> [Given exercise]: Rewrite the stretch of the material from the line containing "Target: hedge row" through the end of the material as a Markdown table with the columns Row and Line, giving each row a number and omitting any blank lines.

> [Data entries]:

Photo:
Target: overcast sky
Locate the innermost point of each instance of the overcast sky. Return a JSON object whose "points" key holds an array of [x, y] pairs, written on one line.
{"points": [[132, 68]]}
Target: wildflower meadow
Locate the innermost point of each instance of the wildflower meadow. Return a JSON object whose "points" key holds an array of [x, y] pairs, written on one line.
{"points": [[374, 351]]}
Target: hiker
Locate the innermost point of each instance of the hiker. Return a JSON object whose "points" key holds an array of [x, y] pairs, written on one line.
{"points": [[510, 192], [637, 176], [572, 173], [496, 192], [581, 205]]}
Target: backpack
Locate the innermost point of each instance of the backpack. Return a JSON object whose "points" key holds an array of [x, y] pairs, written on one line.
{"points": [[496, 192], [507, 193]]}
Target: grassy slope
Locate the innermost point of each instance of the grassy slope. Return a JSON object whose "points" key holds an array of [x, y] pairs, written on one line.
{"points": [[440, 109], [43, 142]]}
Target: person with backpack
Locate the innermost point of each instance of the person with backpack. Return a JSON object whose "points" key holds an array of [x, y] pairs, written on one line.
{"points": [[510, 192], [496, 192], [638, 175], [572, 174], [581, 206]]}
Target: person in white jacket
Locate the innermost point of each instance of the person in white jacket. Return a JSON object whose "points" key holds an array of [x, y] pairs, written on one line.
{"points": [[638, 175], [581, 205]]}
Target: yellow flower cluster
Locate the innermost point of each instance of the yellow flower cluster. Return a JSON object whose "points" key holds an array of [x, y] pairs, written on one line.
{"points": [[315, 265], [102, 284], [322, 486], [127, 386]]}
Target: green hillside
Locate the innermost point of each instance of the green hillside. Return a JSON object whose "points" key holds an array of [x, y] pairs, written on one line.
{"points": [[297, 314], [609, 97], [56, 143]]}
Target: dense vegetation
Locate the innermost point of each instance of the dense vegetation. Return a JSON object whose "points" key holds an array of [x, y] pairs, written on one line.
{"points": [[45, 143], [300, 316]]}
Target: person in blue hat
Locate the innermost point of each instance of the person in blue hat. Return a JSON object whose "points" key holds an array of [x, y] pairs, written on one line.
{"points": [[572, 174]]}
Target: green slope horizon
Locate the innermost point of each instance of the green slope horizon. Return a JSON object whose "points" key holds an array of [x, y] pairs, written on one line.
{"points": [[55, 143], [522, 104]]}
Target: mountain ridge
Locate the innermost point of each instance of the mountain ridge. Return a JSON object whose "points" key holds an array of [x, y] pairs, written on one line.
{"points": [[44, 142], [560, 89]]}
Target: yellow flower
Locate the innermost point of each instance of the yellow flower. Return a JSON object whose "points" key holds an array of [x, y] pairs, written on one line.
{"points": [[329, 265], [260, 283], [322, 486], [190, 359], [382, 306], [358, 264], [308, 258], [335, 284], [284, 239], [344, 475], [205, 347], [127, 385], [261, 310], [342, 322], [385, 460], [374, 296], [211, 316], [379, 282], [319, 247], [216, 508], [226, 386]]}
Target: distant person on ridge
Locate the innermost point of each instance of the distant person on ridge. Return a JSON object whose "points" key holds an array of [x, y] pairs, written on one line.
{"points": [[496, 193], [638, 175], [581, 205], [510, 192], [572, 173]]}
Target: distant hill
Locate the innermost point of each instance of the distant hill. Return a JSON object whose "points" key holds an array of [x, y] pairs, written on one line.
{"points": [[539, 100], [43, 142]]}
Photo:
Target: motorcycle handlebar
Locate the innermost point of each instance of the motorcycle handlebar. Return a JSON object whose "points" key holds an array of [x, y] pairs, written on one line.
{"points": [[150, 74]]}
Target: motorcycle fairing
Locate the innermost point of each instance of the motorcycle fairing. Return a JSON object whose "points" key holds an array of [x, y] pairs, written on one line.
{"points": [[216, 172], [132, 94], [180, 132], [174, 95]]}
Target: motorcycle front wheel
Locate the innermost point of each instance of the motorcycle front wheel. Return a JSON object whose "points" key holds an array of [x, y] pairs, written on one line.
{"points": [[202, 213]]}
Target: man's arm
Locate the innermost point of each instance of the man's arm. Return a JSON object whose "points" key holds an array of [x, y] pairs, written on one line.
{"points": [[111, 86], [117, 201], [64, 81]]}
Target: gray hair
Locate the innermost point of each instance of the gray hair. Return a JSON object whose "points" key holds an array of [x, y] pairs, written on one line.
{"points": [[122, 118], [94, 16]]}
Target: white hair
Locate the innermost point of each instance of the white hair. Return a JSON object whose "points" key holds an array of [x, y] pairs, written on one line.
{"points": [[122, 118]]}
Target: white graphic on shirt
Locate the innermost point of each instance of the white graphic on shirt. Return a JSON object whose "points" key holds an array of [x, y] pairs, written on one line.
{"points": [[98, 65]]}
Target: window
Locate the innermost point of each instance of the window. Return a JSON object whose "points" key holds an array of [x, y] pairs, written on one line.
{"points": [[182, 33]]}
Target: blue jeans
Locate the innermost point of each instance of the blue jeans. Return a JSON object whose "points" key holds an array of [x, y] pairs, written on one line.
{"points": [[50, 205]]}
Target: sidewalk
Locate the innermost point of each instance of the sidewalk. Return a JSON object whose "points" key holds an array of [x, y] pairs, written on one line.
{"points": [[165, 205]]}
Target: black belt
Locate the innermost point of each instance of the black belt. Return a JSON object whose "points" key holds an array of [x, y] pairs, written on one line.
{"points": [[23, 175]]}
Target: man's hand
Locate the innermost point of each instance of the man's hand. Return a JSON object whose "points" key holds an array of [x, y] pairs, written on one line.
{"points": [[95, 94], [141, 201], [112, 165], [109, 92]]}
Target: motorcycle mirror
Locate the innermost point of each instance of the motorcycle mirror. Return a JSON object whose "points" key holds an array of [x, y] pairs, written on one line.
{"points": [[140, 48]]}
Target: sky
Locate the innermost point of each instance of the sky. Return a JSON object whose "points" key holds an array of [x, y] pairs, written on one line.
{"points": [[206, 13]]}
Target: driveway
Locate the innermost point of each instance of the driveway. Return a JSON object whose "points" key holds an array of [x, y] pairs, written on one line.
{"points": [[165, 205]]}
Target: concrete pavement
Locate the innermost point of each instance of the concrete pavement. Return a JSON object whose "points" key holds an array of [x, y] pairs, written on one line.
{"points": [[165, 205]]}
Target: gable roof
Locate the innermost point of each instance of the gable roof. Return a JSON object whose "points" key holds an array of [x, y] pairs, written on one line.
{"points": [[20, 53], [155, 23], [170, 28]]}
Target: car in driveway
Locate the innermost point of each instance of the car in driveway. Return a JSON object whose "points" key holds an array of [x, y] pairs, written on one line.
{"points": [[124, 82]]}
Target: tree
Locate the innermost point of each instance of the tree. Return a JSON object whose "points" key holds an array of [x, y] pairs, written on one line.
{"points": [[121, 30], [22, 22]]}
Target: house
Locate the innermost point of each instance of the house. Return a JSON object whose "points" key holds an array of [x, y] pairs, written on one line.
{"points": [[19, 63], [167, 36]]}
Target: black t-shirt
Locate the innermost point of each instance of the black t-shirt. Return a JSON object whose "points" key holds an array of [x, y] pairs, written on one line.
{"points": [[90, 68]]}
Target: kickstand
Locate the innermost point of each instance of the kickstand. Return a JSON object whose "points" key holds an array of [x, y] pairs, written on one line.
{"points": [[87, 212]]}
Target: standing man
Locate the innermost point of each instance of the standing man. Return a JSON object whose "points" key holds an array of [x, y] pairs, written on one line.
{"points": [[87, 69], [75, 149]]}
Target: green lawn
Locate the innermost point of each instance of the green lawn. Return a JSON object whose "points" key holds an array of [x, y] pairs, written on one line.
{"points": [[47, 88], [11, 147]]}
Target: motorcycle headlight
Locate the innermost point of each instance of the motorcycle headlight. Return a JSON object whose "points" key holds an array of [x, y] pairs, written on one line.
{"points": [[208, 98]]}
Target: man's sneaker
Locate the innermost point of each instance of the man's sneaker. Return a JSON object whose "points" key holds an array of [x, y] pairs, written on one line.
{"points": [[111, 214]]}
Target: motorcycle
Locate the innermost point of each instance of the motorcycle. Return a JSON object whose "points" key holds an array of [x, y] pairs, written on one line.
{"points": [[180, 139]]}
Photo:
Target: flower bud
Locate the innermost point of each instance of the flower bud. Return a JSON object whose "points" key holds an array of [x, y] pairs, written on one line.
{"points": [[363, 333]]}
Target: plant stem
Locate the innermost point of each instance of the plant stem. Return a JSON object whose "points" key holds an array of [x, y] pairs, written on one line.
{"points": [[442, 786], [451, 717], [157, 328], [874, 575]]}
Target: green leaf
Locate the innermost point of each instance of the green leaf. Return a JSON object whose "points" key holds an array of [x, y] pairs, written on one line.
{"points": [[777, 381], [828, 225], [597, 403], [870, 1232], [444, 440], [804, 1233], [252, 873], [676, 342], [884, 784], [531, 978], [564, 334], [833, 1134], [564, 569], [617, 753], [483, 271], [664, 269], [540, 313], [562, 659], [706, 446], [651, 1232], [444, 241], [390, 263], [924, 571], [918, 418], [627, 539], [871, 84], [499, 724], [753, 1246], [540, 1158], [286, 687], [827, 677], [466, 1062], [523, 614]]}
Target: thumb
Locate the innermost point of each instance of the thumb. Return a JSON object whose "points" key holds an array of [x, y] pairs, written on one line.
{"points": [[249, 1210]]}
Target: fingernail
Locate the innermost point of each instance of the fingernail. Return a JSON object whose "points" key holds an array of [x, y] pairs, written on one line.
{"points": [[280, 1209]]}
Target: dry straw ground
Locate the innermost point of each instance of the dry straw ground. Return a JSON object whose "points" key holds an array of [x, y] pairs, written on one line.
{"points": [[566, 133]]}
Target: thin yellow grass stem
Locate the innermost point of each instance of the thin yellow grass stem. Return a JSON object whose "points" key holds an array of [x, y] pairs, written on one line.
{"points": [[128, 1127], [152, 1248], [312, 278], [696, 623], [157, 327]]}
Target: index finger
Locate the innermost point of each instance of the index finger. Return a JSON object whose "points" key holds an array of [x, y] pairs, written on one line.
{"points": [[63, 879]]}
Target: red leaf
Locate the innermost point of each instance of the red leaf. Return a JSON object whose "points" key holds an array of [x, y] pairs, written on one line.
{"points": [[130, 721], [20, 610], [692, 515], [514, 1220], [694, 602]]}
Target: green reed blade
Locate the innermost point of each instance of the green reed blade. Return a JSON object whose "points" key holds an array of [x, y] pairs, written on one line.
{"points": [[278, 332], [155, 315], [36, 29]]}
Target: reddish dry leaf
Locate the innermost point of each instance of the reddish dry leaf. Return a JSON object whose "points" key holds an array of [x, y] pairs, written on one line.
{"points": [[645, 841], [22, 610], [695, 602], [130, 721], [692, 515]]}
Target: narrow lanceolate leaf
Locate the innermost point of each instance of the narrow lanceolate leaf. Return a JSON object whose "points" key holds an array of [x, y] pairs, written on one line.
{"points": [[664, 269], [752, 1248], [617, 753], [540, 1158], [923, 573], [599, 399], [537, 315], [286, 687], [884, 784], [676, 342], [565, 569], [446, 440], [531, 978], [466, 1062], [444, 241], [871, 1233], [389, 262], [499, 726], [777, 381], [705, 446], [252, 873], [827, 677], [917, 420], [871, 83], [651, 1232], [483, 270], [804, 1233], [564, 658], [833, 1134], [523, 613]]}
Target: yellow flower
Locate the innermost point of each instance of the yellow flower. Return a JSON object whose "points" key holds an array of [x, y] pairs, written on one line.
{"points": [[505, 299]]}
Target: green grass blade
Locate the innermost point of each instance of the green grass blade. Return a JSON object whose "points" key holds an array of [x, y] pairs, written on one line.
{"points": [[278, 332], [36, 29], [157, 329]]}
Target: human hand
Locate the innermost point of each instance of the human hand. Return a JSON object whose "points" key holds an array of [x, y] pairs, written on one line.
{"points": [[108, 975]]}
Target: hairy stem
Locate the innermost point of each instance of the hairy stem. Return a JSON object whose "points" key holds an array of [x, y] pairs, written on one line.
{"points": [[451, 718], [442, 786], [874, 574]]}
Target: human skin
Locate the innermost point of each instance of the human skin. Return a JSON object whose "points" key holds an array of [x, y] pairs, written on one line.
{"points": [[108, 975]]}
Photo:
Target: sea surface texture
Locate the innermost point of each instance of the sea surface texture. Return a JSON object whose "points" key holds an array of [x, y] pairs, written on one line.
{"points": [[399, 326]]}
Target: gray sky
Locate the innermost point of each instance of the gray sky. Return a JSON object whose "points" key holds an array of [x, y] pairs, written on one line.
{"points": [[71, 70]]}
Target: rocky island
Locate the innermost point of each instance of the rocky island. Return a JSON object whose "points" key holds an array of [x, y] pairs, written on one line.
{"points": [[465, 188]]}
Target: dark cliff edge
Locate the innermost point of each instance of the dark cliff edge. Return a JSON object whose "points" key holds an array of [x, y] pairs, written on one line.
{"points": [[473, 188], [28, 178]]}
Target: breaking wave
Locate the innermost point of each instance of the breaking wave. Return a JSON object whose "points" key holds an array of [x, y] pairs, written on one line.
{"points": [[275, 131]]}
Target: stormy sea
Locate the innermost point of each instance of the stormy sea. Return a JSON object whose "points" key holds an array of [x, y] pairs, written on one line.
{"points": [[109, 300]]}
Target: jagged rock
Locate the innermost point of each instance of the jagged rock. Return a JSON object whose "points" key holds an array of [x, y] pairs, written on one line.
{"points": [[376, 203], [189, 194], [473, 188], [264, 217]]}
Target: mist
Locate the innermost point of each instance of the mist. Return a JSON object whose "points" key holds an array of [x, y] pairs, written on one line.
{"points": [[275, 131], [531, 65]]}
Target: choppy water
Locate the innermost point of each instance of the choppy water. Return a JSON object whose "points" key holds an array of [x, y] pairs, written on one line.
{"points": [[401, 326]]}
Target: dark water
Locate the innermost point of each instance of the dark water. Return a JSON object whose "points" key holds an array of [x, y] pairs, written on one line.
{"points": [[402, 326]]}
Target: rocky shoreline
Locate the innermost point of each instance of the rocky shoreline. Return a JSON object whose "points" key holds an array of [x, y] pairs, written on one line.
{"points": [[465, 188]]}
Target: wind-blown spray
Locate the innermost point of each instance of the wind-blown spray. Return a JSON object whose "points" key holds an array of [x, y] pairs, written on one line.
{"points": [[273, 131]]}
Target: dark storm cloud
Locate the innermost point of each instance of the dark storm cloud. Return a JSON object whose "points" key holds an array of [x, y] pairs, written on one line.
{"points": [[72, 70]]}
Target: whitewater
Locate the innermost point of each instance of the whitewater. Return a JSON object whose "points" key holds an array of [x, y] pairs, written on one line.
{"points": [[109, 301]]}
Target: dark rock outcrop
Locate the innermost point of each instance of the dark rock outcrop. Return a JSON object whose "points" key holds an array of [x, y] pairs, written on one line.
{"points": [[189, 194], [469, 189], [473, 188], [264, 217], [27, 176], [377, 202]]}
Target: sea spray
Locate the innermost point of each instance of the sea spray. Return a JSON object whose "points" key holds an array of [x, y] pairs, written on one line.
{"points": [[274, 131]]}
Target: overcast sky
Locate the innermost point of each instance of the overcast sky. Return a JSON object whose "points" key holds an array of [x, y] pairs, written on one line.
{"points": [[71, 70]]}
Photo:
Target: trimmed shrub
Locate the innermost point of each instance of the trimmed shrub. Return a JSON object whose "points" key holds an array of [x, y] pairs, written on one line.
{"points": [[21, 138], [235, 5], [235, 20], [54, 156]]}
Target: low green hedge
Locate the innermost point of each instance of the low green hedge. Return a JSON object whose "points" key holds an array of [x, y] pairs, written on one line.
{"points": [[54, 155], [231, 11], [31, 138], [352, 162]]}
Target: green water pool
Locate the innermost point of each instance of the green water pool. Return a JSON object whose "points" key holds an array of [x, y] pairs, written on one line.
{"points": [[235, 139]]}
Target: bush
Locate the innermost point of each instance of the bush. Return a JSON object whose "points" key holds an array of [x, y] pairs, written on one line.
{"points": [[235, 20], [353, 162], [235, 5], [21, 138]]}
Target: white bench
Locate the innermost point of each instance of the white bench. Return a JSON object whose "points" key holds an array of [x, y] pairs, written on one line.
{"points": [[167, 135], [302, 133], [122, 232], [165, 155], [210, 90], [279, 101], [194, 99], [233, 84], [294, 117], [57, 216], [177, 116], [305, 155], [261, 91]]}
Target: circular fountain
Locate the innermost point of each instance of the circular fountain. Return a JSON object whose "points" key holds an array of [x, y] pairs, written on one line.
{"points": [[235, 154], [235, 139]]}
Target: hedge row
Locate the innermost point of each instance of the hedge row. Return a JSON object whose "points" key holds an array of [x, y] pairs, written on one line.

> [Written answer]:
| Row | Line |
|---|---|
| 1 | Target: hedge row |
| 2 | Locate the innermost point of each instance of the hedge row. Return a JSON object whose "points" key holds an array of [x, y] pairs, written on one line. |